THE PROBLEM.
After locating the line with "x=315, y=108" in the records below, print it and every line after it exactly.

******

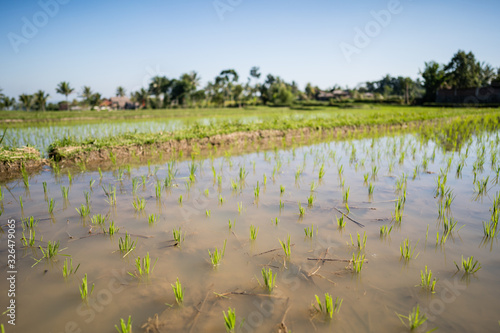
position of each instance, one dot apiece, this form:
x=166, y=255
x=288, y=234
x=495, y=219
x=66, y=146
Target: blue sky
x=105, y=44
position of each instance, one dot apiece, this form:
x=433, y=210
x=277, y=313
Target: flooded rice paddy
x=326, y=197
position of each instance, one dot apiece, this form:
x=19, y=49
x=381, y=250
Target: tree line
x=462, y=71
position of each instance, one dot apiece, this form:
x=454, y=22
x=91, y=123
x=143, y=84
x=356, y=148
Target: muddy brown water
x=386, y=285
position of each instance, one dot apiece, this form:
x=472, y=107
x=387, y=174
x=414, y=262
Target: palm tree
x=120, y=91
x=159, y=86
x=8, y=102
x=142, y=97
x=64, y=89
x=86, y=94
x=41, y=99
x=95, y=100
x=27, y=101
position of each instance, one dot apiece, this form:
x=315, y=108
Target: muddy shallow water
x=386, y=285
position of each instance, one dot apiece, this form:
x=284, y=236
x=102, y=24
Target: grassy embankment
x=278, y=119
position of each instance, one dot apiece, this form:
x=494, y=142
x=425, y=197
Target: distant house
x=325, y=96
x=483, y=95
x=333, y=94
x=122, y=102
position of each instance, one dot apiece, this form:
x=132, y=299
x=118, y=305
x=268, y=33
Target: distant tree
x=434, y=76
x=159, y=87
x=463, y=71
x=41, y=99
x=86, y=94
x=142, y=97
x=120, y=91
x=8, y=102
x=27, y=101
x=487, y=75
x=254, y=72
x=63, y=88
x=310, y=91
x=94, y=100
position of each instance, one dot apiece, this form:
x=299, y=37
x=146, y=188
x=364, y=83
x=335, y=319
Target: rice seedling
x=110, y=194
x=242, y=174
x=310, y=200
x=68, y=268
x=287, y=249
x=112, y=157
x=321, y=172
x=64, y=191
x=25, y=175
x=84, y=289
x=126, y=245
x=28, y=242
x=217, y=256
x=178, y=235
x=143, y=266
x=426, y=280
x=256, y=191
x=365, y=177
x=152, y=218
x=298, y=173
x=415, y=318
x=83, y=211
x=51, y=205
x=385, y=231
x=98, y=219
x=301, y=210
x=341, y=170
x=357, y=262
x=253, y=232
x=341, y=222
x=178, y=292
x=87, y=198
x=481, y=186
x=361, y=241
x=125, y=327
x=158, y=189
x=345, y=195
x=230, y=320
x=469, y=265
x=371, y=187
x=309, y=231
x=329, y=307
x=407, y=250
x=139, y=204
x=269, y=279
x=112, y=229
x=449, y=225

******

SOLUTION FOR THIS EXERCISE.
x=315, y=108
Target: muddy shallow water
x=386, y=285
position of each instance, one dot apiece, this form:
x=284, y=236
x=102, y=24
Target: grassy embankment
x=278, y=119
position of each instance, one dot apiece, this form:
x=494, y=142
x=425, y=197
Target: distant house
x=325, y=96
x=483, y=95
x=333, y=94
x=122, y=102
position of each instance, one dot apiece, this form:
x=132, y=299
x=118, y=305
x=268, y=33
Target: distant tree
x=434, y=76
x=159, y=87
x=463, y=71
x=41, y=99
x=86, y=94
x=142, y=97
x=120, y=91
x=8, y=102
x=27, y=101
x=487, y=75
x=254, y=72
x=63, y=88
x=310, y=91
x=94, y=100
position of each instance, one dot apiece, this form:
x=299, y=37
x=146, y=188
x=364, y=83
x=335, y=319
Target: rice seedling
x=110, y=194
x=242, y=174
x=310, y=200
x=68, y=268
x=287, y=249
x=112, y=157
x=321, y=172
x=64, y=191
x=25, y=175
x=84, y=289
x=126, y=245
x=28, y=242
x=217, y=256
x=178, y=235
x=143, y=266
x=426, y=280
x=256, y=191
x=365, y=177
x=152, y=218
x=298, y=173
x=415, y=318
x=83, y=211
x=51, y=205
x=385, y=231
x=98, y=219
x=301, y=210
x=341, y=170
x=357, y=262
x=253, y=232
x=341, y=222
x=178, y=292
x=87, y=198
x=481, y=186
x=361, y=241
x=125, y=327
x=158, y=189
x=345, y=195
x=230, y=320
x=469, y=265
x=371, y=187
x=309, y=231
x=329, y=307
x=407, y=250
x=139, y=204
x=269, y=279
x=112, y=229
x=449, y=225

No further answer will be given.